**EXERCISE REQUIREMENTS**
Make an exact copy of the entries below with the pictures removed.

== TASK DATA ==

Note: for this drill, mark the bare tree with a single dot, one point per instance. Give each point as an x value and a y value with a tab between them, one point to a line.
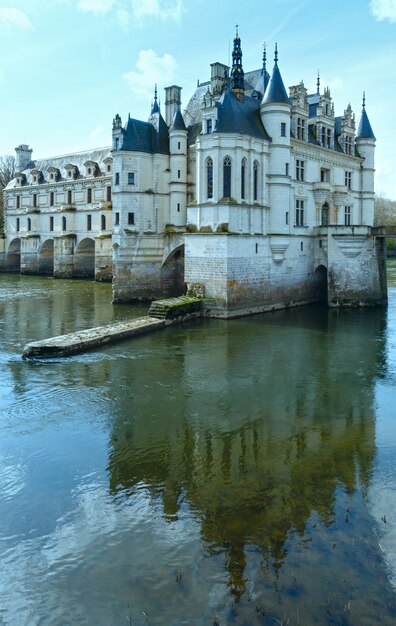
7	173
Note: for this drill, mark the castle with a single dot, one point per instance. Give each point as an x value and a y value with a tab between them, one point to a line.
263	198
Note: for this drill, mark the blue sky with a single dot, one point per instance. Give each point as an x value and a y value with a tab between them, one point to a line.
68	66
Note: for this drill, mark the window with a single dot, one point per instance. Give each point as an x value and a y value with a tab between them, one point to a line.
347	215
243	172
227	178
299	212
300	128
299	169
255	180
324	175
348	144
209	177
348	180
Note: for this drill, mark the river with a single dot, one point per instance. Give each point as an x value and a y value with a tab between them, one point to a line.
222	472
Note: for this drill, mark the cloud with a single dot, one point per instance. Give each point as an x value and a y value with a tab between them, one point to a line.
384	10
14	18
95	6
151	69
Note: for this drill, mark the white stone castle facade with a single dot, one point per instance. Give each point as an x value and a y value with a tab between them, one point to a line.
264	198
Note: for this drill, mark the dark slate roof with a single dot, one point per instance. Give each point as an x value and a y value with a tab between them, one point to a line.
364	130
239	116
178	121
151	136
276	92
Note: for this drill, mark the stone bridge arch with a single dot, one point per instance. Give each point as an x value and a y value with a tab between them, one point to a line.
13	259
46	258
84	259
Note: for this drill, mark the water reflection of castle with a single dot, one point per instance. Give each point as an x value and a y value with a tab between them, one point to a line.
255	424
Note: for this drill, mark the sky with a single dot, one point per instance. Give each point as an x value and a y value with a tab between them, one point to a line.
68	66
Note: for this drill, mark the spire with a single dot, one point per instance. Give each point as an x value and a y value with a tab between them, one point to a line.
237	74
155	107
364	130
276	91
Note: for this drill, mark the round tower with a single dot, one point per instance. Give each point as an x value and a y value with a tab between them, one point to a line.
178	171
365	144
275	113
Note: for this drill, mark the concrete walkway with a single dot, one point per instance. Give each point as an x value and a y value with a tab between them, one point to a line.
72	343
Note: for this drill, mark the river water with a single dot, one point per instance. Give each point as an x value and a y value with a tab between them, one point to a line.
224	472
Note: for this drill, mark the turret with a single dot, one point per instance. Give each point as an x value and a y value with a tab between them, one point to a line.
365	144
275	114
23	157
237	73
178	170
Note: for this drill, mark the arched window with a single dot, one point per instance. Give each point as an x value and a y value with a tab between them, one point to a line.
243	178
325	215
209	177
227	178
255	180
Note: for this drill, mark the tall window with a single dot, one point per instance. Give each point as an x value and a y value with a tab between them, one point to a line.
299	169
348	180
209	178
347	215
243	177
255	180
227	178
299	212
300	128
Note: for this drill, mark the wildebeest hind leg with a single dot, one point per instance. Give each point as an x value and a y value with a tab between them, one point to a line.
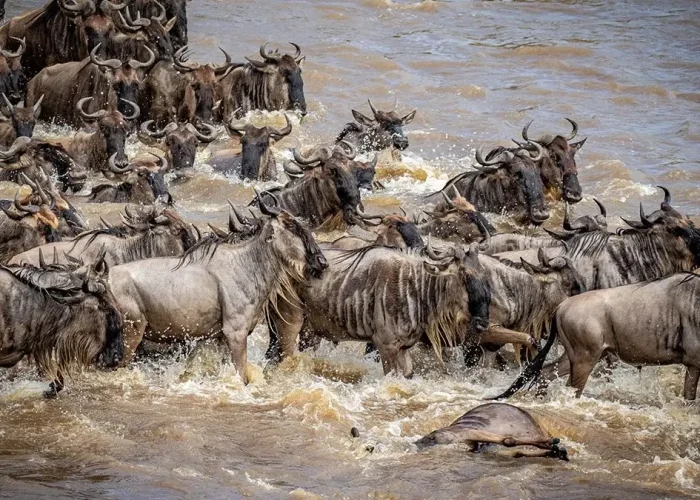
690	388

===

**ANSWER TO THE TASK**
Note: for this drill, mark the bare tree with a single dot, one point per instance. Give each point as an x value and a y value with a tab between them, one point to a line.
7	173
Note: for this drill, mark the castle with a single dot, one point per instance. Give each point as an x value and a y value with a tab between them, one point to a line.
263	198
Note: for this drill, mark the blue sky with a single dot, one point per instance. Give each point as an x value and a y value with a tab between them, one point to a line.
68	66
Note: for this drill, mark the window with a single dot, one point per instance. Give each point as an x value and a y value with a tab between them, one point to a line.
347	215
243	172
227	178
299	212
300	128
299	169
255	180
324	175
348	144
209	177
348	180
Note: for this drill, mark the river with a single dot, one point per instance. Give each point as an x value and a y value with a tab between them, one point to a line.
222	472
Note: for this drill, mark the cloud with a single dot, one point per instance. Give each point as an x value and a y value with a tab between them, one point to a line.
384	10
14	18
95	6
151	69
Note: for this drill, mark the white stone castle facade with a single dot, one point per instance. Give each point as an x value and a y value with a tab between them, one point to a line.
264	198
Note: for this drill, mark the dark slate roof with a single dot, one point per instance. Give each point as an x value and a y value with a tab between them, one point to a line.
364	130
239	116
178	121
151	136
276	92
Note: for this drill, mark the stone bridge arch with a single dot, one point per instance. Give each point as an x value and a y value with a tab between them, one point to a line.
13	259
46	258
84	259
Note: for this drill, mark the water reflection of castle with a single dot, one point per instance. Give each point as an x value and a y value with a tab between them, one point to a line.
255	424
Note: for this drill, mark the sky with a single dot, one point per instance. Give each point as an x value and a y value with a tab between them, one point to a line.
68	66
Note: for this drill, mark the spire with a single dot, one point per instance. Give each point as an x value and a y value with a tab between them, one point to a line.
237	74
155	107
364	130
276	91
Note: for this drill, mark the round tower with a single dot, one point per instance. Give each point as an x value and a y value with a tab between them, one point to a line.
178	171
365	144
275	113
Note: for this drill, mark the concrete walkway with a single dot, one point per instance. Give each point as an x value and a y value with a tab between them, one point to a line.
72	343
Note: for this drill, mark the river water with a single dot, one point per instance. Give each point as an x value and a y value with a tab between them, one point to a line.
224	472
Note: for this drill, mark the turret with a single dot, one point per instance. Give each point as an x value and a y value with a tab between them, one point to a line.
365	144
275	114
23	157
237	73
178	170
Note: for this drill, mark the arched window with a single dot, one point per instance. Give each point as an x value and a y value with a tab between them, one point to a line.
243	178
325	215
209	177
227	178
255	180
Note: for this drill, mark the tall window with a single dot, one point per instance. Give each point as an x value and a y value with a tab between them, one point to a line.
299	169
348	180
209	178
347	215
243	177
255	180
227	178
299	212
300	128
Note: for this drill, mark the wildebeest hind leg with a single dot, one point per instance. Give each point as an x value and a y value with a tab between them, one point to a line.
690	388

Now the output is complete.